WHAT YOU ARE ASKED TO DO.
Please give again, exactly and only, the stretch of lines from the one containing "of the crumbled" to the end of the entries below.

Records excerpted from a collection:
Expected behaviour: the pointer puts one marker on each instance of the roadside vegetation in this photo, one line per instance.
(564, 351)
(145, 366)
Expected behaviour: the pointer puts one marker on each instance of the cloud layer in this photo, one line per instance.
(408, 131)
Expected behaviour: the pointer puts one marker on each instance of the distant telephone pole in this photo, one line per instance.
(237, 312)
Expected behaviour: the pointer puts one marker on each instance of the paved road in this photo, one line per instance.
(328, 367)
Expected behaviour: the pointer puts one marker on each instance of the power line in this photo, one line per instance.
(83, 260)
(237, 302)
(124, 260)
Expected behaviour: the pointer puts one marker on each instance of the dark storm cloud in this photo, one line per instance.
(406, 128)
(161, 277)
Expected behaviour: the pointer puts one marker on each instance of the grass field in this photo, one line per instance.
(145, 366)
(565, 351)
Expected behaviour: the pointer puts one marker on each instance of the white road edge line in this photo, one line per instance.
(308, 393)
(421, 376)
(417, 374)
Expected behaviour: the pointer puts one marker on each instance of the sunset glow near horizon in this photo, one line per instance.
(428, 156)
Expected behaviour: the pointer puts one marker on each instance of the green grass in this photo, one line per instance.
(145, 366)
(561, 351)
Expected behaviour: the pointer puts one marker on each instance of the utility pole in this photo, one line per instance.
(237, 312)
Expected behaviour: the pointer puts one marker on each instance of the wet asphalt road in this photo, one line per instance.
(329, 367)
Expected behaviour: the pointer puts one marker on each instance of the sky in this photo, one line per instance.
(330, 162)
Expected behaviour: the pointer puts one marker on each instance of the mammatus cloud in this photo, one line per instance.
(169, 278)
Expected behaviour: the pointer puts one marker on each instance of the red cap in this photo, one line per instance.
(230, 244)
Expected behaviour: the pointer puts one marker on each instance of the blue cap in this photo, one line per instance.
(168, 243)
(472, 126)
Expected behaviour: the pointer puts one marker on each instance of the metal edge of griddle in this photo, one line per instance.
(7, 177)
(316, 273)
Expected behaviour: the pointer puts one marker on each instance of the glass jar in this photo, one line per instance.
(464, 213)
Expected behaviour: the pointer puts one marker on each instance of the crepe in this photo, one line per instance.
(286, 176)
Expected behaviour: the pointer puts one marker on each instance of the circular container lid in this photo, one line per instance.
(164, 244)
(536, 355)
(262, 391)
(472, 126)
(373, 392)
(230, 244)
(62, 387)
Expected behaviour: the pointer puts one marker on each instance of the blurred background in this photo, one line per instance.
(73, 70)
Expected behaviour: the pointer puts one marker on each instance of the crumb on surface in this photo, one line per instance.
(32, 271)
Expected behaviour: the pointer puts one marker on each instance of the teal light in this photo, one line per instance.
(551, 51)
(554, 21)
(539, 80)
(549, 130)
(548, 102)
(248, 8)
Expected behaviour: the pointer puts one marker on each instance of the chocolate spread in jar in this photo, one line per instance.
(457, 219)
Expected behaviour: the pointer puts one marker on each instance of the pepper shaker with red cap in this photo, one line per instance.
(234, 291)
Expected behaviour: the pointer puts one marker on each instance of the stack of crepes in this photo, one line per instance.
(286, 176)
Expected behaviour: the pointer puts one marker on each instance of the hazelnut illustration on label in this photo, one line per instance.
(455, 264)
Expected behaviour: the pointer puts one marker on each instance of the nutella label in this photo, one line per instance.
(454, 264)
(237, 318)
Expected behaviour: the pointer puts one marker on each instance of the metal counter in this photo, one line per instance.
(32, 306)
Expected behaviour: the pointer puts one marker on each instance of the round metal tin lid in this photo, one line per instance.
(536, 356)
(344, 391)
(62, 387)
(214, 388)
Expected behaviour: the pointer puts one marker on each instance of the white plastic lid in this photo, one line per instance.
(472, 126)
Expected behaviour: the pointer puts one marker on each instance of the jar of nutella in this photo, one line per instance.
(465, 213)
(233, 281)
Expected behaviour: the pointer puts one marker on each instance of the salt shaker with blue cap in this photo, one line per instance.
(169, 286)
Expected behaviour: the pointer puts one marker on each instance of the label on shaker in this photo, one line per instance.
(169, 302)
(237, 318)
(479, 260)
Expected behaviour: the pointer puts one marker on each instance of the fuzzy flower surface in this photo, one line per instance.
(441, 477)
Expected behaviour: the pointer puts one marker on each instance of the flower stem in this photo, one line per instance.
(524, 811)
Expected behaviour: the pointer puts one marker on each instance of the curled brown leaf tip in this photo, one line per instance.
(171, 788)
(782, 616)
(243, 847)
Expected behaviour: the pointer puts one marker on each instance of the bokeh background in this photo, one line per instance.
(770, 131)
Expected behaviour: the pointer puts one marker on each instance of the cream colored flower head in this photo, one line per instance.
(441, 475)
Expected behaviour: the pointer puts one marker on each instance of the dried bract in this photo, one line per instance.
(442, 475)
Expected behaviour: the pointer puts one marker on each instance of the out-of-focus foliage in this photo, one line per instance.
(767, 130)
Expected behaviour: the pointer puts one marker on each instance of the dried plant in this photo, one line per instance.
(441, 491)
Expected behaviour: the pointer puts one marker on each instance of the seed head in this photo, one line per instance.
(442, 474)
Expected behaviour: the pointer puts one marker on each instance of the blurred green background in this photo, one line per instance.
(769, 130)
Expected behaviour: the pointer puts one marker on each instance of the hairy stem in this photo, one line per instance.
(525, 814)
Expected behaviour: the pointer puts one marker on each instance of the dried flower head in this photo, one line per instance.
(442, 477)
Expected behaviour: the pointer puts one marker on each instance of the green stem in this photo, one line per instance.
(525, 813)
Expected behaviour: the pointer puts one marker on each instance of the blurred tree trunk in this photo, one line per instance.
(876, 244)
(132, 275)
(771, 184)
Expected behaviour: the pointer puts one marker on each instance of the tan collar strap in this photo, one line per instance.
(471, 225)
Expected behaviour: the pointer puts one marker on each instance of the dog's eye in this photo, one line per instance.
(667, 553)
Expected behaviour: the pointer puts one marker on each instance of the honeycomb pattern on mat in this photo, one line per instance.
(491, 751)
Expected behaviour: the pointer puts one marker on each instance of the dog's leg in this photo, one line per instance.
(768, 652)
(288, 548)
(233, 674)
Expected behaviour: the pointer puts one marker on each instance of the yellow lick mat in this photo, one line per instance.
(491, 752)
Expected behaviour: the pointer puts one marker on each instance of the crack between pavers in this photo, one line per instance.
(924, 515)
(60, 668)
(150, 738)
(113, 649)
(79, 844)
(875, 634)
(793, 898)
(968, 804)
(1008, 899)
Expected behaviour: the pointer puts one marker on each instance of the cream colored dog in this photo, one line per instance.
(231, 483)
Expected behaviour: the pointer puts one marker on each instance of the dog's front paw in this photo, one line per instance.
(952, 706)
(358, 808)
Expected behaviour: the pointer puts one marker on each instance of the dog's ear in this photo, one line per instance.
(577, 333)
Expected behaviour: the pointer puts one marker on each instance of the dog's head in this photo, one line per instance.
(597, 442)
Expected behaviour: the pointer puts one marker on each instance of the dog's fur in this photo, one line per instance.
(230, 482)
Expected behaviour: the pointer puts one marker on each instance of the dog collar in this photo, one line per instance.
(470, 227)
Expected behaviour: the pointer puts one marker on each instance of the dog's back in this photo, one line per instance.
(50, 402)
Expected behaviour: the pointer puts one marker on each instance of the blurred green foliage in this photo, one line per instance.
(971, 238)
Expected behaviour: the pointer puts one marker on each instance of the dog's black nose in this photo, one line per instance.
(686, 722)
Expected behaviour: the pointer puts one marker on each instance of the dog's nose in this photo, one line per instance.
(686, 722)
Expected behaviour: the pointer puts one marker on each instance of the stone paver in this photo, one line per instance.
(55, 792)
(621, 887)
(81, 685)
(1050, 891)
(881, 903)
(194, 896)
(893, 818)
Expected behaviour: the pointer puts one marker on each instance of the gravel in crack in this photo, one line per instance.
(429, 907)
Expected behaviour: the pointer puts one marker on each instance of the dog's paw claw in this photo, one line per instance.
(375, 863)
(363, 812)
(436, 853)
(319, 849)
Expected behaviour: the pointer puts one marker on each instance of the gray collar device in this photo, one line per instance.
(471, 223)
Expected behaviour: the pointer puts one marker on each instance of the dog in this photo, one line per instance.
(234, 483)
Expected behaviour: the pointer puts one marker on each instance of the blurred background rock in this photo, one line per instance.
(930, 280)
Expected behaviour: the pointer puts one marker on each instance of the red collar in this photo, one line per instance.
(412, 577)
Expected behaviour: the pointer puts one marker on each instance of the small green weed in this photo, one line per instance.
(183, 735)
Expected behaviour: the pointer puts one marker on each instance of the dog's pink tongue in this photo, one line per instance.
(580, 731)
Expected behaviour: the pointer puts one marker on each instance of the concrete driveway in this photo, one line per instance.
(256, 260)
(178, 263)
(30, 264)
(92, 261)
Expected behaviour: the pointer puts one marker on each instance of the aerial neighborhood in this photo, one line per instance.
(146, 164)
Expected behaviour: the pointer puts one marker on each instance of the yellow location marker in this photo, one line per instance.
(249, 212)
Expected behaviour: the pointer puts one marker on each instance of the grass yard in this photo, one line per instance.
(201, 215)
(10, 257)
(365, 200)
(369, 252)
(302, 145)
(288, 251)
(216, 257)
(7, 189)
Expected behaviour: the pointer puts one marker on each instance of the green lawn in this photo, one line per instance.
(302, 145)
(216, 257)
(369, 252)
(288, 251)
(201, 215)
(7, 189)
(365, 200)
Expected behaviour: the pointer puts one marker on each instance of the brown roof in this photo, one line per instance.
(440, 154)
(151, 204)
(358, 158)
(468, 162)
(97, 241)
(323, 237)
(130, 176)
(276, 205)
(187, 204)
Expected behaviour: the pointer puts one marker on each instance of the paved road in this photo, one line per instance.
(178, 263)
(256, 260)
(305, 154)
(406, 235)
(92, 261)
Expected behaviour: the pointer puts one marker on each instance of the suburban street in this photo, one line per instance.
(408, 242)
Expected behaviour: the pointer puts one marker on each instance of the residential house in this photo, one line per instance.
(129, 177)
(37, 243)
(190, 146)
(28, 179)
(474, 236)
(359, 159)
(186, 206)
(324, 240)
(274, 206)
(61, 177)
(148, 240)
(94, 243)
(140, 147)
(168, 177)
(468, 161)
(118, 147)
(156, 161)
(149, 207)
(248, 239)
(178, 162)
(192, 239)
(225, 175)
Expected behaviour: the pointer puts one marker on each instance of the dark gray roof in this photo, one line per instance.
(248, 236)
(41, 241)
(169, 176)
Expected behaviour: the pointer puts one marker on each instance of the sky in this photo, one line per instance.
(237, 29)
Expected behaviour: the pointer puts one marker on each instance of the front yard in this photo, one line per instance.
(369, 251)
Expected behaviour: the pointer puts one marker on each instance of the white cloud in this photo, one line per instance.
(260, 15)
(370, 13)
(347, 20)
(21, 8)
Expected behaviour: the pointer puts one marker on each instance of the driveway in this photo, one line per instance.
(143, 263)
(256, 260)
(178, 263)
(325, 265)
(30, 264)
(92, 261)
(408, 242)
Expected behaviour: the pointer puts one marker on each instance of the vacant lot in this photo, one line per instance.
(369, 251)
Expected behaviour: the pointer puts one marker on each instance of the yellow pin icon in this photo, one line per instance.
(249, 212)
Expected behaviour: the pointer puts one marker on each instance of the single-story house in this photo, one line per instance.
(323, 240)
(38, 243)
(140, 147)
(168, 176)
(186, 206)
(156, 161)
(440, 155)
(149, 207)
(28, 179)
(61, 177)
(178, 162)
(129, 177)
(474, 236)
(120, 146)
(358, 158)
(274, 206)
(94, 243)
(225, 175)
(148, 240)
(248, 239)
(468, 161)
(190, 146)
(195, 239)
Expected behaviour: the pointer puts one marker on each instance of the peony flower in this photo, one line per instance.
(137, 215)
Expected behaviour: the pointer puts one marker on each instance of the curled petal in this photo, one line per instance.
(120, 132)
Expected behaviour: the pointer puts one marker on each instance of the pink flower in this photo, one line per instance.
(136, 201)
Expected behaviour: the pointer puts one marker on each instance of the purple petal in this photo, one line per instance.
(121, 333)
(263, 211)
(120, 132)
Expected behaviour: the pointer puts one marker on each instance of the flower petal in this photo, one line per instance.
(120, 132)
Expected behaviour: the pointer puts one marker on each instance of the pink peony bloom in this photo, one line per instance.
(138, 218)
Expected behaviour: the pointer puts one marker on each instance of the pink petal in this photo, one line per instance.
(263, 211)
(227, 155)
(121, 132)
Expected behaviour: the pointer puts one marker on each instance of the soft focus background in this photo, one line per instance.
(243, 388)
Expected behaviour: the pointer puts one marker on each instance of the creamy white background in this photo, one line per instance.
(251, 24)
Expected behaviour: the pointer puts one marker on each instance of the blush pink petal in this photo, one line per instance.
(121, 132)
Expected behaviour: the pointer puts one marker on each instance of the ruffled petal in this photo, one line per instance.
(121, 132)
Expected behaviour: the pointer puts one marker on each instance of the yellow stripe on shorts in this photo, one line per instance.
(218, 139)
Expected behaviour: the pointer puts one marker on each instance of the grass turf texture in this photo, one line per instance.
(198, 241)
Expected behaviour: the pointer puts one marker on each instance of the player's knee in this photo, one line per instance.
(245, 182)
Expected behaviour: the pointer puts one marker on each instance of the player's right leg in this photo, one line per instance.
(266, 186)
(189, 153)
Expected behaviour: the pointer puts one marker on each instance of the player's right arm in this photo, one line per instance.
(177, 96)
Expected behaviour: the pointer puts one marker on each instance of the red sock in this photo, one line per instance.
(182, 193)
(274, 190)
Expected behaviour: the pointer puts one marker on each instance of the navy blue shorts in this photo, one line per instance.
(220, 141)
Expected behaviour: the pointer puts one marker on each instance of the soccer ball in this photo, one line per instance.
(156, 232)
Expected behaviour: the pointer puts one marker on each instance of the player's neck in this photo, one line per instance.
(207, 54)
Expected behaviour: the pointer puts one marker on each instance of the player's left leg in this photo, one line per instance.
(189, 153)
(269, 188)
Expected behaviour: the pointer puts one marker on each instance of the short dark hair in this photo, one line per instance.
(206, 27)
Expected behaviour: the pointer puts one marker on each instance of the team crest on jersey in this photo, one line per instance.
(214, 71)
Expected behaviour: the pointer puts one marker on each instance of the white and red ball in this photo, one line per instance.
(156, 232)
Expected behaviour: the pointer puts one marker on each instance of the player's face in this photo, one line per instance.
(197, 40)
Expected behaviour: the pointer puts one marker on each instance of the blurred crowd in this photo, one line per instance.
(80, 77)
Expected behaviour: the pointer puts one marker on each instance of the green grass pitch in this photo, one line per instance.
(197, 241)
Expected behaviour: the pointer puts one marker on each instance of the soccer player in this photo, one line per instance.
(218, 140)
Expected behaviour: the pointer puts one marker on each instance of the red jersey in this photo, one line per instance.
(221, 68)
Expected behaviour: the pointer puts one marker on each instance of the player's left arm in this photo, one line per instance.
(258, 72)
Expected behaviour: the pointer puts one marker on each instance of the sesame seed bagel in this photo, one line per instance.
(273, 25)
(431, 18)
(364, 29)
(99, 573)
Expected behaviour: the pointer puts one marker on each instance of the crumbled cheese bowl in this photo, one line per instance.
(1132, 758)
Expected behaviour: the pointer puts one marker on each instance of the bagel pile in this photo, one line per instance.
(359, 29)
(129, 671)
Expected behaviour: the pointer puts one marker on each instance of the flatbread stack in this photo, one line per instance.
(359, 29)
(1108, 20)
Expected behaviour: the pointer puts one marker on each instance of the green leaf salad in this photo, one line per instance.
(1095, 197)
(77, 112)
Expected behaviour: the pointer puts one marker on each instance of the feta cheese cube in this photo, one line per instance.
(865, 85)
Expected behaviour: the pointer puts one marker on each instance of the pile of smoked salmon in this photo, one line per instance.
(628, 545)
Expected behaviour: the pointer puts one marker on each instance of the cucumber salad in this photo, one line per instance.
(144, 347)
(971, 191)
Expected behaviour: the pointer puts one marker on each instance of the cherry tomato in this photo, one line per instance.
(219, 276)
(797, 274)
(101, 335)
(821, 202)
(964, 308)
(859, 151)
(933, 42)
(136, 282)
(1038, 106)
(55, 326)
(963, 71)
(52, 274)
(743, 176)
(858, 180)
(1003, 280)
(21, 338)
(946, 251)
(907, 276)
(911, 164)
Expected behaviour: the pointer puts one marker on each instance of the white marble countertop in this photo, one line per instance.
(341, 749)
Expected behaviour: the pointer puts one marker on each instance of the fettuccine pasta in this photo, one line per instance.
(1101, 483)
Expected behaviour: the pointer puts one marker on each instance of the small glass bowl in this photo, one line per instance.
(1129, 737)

WRITTEN SOLUTION.
Expected behaviour: the pointer puts one marker on each instance of the crumbled cheese bowl in this photo, one line per instance.
(1132, 758)
Expected behaviour: the pointer puts one marker on each instance of the bagel pile in this photo, one line per instance.
(359, 29)
(129, 671)
Expected behaviour: the pointer puts one marker on each instance of the flatbread stack in this photo, one line per instance.
(359, 29)
(1108, 20)
Expected behaviour: the pointer puts one marker on each instance of the green leaf salad in this photo, one line per instance.
(1095, 197)
(77, 112)
Expected behaviour: the pointer puts one marker on each instance of the feta cheese cube in this photo, one line per instance.
(865, 85)
Expected behaviour: the pointer puts one marker on each instance of the pile of smoked salmon in this photo, one line per instance.
(628, 545)
Expected behaviour: the pointer puts one marker on each instance of the cucumber salad in this photo, one line per instance.
(144, 347)
(971, 191)
Expected behaviour: the pointer puts one marker on each instance of the cherry tomato in this photo, one line per instance.
(219, 276)
(797, 274)
(101, 335)
(821, 202)
(964, 308)
(859, 151)
(933, 42)
(136, 282)
(1038, 106)
(55, 326)
(963, 71)
(52, 274)
(743, 176)
(858, 180)
(1003, 280)
(21, 338)
(946, 251)
(907, 276)
(911, 164)
Expected behaviour: the pointer puts one marker on each instance of the white marble countertop in this photo, one line per instance.
(341, 749)
Expected behaviour: the pointer puts one marker on each instance of the fettuccine pasta in this photo, one line per instance.
(1101, 483)
Expected behaviour: the pointer puts one marker on each instance of the small glass bowl in this photo, one line per instance.
(1129, 737)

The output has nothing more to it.